What needs to be done:
Your task is to repeat the entries below exactly and to leave their images out.

------------------------------------------------

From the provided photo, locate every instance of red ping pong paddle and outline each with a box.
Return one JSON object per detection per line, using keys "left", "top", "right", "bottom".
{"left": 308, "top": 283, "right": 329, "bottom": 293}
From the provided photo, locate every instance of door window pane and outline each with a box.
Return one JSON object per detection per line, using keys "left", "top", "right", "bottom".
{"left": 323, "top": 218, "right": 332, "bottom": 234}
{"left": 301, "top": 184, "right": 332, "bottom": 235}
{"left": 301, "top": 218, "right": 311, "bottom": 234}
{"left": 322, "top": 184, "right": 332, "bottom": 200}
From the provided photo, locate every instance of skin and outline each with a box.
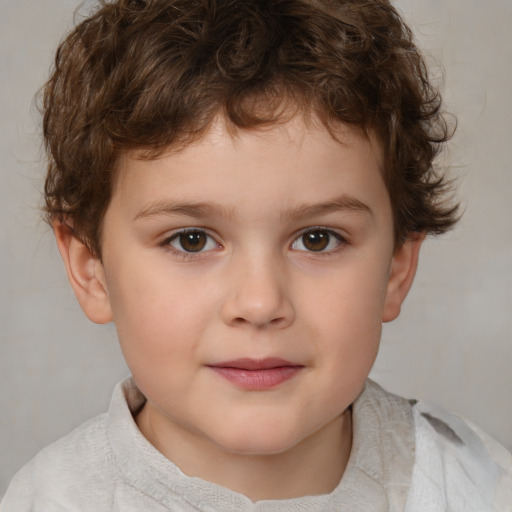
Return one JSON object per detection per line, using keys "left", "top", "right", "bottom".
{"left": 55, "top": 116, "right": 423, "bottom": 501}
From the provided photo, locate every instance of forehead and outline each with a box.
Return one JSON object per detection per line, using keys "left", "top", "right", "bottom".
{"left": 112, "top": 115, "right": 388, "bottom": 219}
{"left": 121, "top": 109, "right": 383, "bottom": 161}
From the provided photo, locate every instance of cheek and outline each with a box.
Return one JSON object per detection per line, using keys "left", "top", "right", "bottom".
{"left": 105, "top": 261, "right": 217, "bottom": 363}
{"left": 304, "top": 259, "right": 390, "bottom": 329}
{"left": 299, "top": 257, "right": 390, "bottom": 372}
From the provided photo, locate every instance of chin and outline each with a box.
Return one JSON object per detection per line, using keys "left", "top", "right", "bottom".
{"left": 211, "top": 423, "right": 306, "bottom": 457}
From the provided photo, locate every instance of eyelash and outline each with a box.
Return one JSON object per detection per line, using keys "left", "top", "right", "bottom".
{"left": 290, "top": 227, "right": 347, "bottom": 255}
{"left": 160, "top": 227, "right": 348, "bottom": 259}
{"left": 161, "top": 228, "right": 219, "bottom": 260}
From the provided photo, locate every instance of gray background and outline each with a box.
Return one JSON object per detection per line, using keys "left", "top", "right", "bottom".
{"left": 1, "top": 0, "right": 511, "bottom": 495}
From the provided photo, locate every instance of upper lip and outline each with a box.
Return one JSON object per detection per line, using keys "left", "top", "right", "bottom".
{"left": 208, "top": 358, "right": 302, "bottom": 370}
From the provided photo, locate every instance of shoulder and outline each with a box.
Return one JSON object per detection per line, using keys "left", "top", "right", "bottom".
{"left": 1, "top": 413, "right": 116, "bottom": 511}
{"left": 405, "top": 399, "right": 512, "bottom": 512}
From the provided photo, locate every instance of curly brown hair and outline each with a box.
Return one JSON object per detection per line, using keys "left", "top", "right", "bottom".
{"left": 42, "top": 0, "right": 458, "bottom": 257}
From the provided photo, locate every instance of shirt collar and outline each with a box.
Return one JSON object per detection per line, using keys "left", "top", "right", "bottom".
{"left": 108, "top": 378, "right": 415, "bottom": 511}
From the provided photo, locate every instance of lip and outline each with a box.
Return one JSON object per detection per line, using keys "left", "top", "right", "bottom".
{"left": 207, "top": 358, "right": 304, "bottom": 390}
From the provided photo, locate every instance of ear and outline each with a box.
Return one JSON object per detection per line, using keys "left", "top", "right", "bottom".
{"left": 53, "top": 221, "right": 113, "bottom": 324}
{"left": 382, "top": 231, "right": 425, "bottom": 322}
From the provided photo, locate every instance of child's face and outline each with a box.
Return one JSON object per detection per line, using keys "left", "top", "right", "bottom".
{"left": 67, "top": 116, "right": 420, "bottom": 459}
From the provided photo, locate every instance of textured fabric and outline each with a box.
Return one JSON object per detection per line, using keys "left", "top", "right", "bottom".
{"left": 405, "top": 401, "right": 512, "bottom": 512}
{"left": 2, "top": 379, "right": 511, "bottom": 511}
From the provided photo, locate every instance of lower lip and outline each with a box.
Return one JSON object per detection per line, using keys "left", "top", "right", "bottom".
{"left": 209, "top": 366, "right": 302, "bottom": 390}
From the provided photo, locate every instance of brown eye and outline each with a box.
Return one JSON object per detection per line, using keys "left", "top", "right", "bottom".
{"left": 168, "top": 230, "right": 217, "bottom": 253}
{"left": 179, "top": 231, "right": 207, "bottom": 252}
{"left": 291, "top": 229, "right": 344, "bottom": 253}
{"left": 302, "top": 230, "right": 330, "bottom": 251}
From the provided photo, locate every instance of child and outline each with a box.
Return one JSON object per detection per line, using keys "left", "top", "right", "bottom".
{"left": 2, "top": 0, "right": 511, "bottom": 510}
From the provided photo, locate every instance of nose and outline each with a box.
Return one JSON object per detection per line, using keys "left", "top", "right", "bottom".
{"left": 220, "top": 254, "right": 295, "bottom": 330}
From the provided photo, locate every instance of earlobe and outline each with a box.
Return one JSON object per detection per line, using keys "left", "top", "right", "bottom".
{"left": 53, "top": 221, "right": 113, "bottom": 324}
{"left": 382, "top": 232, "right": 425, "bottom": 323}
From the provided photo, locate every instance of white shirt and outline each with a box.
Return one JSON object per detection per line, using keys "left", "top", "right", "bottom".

------------------------------------------------

Your response:
From the provided photo, locate every instance of red ping pong paddle and outline each with a box.
Return one JSON object per detection per line, using keys "left", "top", "right", "bottom".
{"left": 308, "top": 283, "right": 329, "bottom": 293}
From the provided photo, locate every instance of door window pane and outline each with a box.
Return one JSON object per detection per line, using keys "left", "top", "right", "bottom".
{"left": 323, "top": 218, "right": 332, "bottom": 234}
{"left": 301, "top": 184, "right": 332, "bottom": 235}
{"left": 301, "top": 218, "right": 311, "bottom": 234}
{"left": 322, "top": 184, "right": 332, "bottom": 200}
From the provided photo, locate every instance of skin and outline each with a box.
Return one JSON object per detection per line, using keys "left", "top", "right", "bottom".
{"left": 55, "top": 116, "right": 423, "bottom": 501}
From the provided photo, locate every instance of forehead and outline each with a box.
Return one JSON object per detection per line, using keys "left", "top", "right", "bottom".
{"left": 112, "top": 115, "right": 388, "bottom": 219}
{"left": 121, "top": 109, "right": 383, "bottom": 161}
From the provided photo, locate every instance of cheek and outline each with a box.
Return one JSON object per detection per line, using keys "left", "top", "right", "bottom".
{"left": 105, "top": 261, "right": 217, "bottom": 363}
{"left": 304, "top": 259, "right": 390, "bottom": 329}
{"left": 299, "top": 257, "right": 390, "bottom": 372}
From the provided photo, locate every instance of chin and outline each with a box.
Return one JSON object per detection per line, using keys "left", "top", "right", "bottom".
{"left": 211, "top": 423, "right": 306, "bottom": 457}
From the provided photo, locate every instance of eyelash and outline each with a box.
Return one JSON object per detection per line, using keys "left", "top", "right", "bottom".
{"left": 290, "top": 227, "right": 347, "bottom": 255}
{"left": 160, "top": 227, "right": 348, "bottom": 259}
{"left": 161, "top": 228, "right": 219, "bottom": 260}
From the provided photo, locate every instance of gray background and outline each with a box.
Return one JSON object per detection per line, using keys "left", "top", "right", "bottom".
{"left": 1, "top": 0, "right": 511, "bottom": 495}
From the provided photo, locate every instance of upper lip and outline each with a box.
Return one JSON object per detection per line, using keys "left", "top", "right", "bottom".
{"left": 208, "top": 358, "right": 302, "bottom": 370}
From the provided photo, locate every instance of shoulder and outline each with a box.
Return one JSON object per detection per line, using keys "left", "top", "right", "bottom".
{"left": 1, "top": 413, "right": 116, "bottom": 511}
{"left": 405, "top": 399, "right": 512, "bottom": 512}
From the provided photo, locate every instance of curly brown hair and outline each with a box.
Return one JSON object per detection per line, using keys "left", "top", "right", "bottom".
{"left": 42, "top": 0, "right": 458, "bottom": 257}
From the provided photo, locate every instance of shirt collar and outline each with a box.
Return one JSON object per detection per line, using keys "left", "top", "right", "bottom".
{"left": 108, "top": 378, "right": 415, "bottom": 511}
From the provided photo, locate every instance of lip and outline each with a box.
Return one JSON object per detection per line, using keys "left", "top", "right", "bottom".
{"left": 207, "top": 358, "right": 304, "bottom": 390}
From the provided photo, locate every instance of ear and outline each with a box.
Return one JSON object per detection per line, using keys "left", "top", "right", "bottom".
{"left": 53, "top": 221, "right": 113, "bottom": 324}
{"left": 382, "top": 231, "right": 425, "bottom": 322}
From the provided photo, locate every instance of child's face and outline each with a box.
Return one JSON object per detection per line, using keys "left", "top", "right", "bottom".
{"left": 67, "top": 116, "right": 420, "bottom": 459}
From the provided photo, locate every instance of textured fabric and outline each with a box.
Return one JSON object per detection per line, using keys "left", "top", "right", "bottom".
{"left": 405, "top": 401, "right": 512, "bottom": 512}
{"left": 2, "top": 379, "right": 511, "bottom": 511}
From the provided photo, locate every instance of lower lip and outline each with a box.
Return one JSON object per detection per line, using keys "left", "top", "right", "bottom".
{"left": 209, "top": 366, "right": 302, "bottom": 390}
From the provided photo, locate every instance of brown eye and outline each with a box.
Return one JSON object per detection per line, using keys "left", "top", "right", "bottom".
{"left": 168, "top": 230, "right": 217, "bottom": 253}
{"left": 179, "top": 231, "right": 207, "bottom": 252}
{"left": 291, "top": 229, "right": 344, "bottom": 253}
{"left": 302, "top": 230, "right": 330, "bottom": 251}
From the provided photo, locate every instance of child and outline each with a box.
Return one JSON object per detection per line, using keys "left", "top", "right", "bottom".
{"left": 2, "top": 0, "right": 511, "bottom": 510}
From the provided photo, locate every instance of nose and outline each with a box.
Return one JSON object per detection per line, using keys "left", "top", "right", "bottom".
{"left": 220, "top": 254, "right": 295, "bottom": 330}
From the provided photo, locate every instance of earlobe and outline each with a box.
Return one JSON object per detection per line, using keys "left", "top", "right", "bottom".
{"left": 53, "top": 221, "right": 113, "bottom": 324}
{"left": 382, "top": 232, "right": 425, "bottom": 323}
From the provided photo, locate every instance of white shirt and outline each with a box.
Return one JSON object per detection per line, using keys "left", "top", "right", "bottom".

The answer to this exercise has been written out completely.